§ Instructions to follow:
Gather and copy out every line in the material below that contains the string "small".

[start Supplied material]

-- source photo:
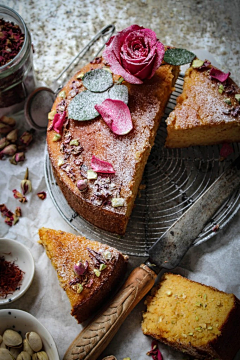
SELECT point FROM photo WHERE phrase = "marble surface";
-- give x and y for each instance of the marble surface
(59, 29)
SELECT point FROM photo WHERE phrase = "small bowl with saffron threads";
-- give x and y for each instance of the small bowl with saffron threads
(17, 270)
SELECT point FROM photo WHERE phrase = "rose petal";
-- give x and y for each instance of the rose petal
(219, 75)
(58, 121)
(101, 166)
(117, 116)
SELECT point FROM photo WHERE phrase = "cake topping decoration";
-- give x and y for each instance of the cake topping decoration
(58, 121)
(101, 166)
(135, 53)
(219, 75)
(97, 80)
(117, 116)
(80, 268)
(176, 56)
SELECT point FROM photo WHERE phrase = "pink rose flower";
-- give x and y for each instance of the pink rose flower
(134, 53)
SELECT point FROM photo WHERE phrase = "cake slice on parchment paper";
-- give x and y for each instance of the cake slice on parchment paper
(207, 111)
(194, 318)
(87, 270)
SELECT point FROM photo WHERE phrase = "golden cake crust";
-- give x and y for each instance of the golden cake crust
(128, 154)
(194, 318)
(65, 250)
(202, 116)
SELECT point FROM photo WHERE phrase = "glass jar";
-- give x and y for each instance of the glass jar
(17, 79)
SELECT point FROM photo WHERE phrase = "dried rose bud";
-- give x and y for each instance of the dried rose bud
(80, 268)
(3, 143)
(26, 186)
(7, 120)
(26, 138)
(18, 212)
(12, 136)
(19, 196)
(20, 156)
(82, 184)
(42, 195)
(8, 150)
(4, 129)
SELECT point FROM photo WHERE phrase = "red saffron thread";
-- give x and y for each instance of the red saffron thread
(11, 277)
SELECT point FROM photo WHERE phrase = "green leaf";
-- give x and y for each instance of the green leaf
(178, 56)
(81, 107)
(98, 80)
(119, 92)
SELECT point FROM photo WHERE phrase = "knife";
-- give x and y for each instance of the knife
(166, 253)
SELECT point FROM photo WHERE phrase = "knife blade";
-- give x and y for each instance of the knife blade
(166, 253)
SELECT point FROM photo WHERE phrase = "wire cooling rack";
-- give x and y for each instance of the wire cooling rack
(173, 179)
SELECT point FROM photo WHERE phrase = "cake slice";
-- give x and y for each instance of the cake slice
(207, 111)
(196, 319)
(107, 201)
(87, 270)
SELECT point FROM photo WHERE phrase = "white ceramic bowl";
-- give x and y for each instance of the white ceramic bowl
(24, 322)
(13, 250)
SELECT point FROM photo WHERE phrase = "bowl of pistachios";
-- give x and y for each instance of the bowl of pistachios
(23, 337)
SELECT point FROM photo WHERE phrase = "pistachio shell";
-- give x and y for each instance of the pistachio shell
(42, 355)
(27, 348)
(5, 354)
(24, 356)
(12, 338)
(34, 341)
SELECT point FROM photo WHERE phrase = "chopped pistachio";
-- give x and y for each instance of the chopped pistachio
(237, 97)
(102, 267)
(74, 142)
(80, 288)
(228, 101)
(62, 94)
(221, 89)
(51, 114)
(80, 75)
(60, 162)
(97, 272)
(117, 202)
(91, 175)
(57, 137)
(197, 63)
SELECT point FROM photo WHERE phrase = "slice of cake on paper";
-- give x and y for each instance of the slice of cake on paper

[end Supplied material]

§ Reply to the task:
SELECT point FROM photo WHERE phrase = "small bowl with saffron threads";
-- give x and y for each instance of the small bowl with saffron threads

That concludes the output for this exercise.